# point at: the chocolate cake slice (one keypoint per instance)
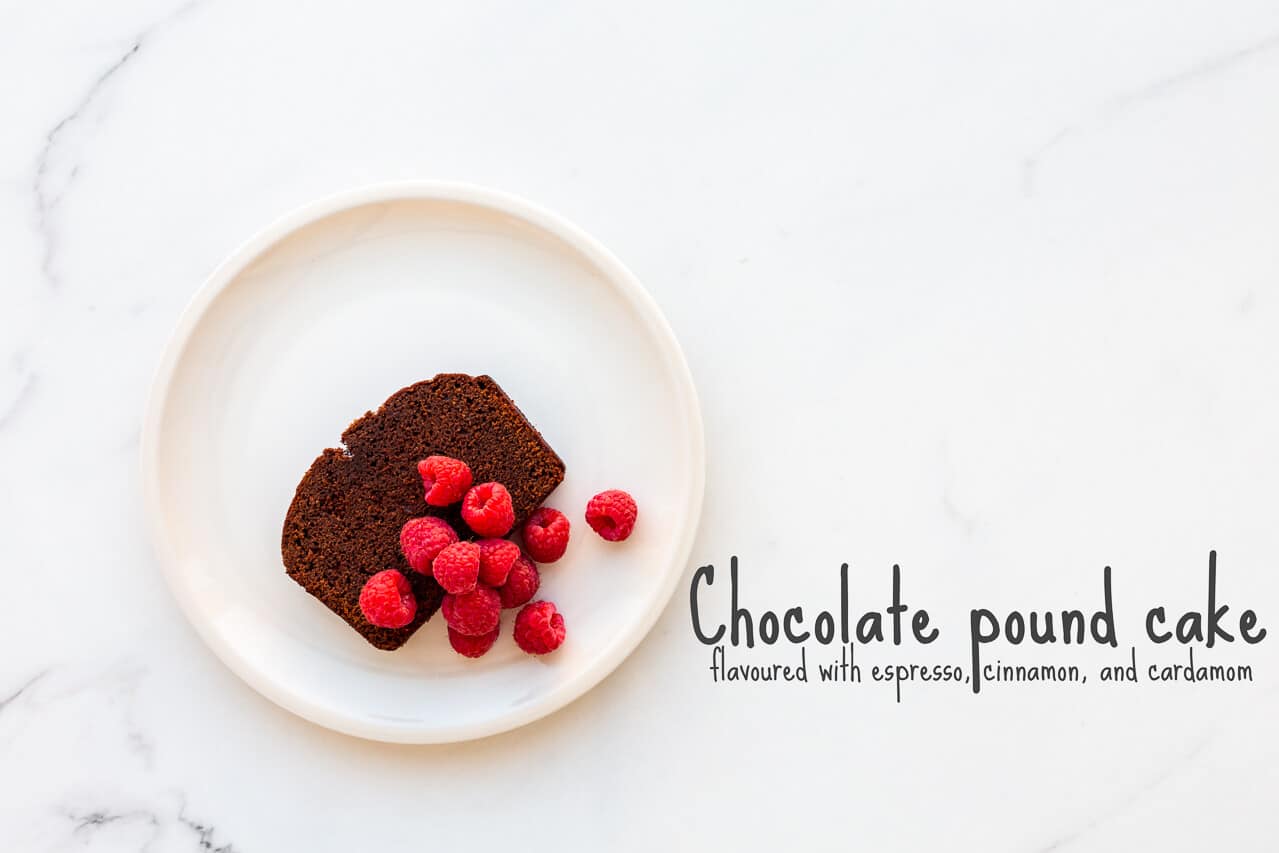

☆ ☆ ☆ ☆ ☆ ☆ ☆

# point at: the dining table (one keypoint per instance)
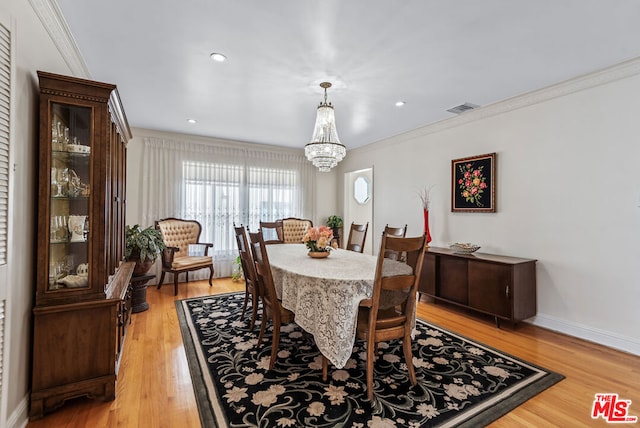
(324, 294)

☆ ☆ ☆ ☆ ☆ ☆ ☆

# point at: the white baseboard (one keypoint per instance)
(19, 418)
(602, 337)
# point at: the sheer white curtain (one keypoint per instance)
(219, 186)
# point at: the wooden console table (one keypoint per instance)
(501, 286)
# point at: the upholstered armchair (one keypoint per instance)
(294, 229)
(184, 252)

☆ ☆ ☆ ☆ ☆ ☆ ☆

[TO DO]
Find each line in the material above that contains the string "keypoint" and copy those lines out. Case counts.

[EXERCISE RESULT]
# point at: the chocolate cake slice (one keypoint per instance)
# point at: the dining table (one keypoint per instance)
# point at: the white baseboard (one keypoint per instance)
# point at: the sheer white curtain (one keypoint per instance)
# point at: the wooden console table (one keypoint per instance)
# point at: the upholstered armchair (one keypoint per instance)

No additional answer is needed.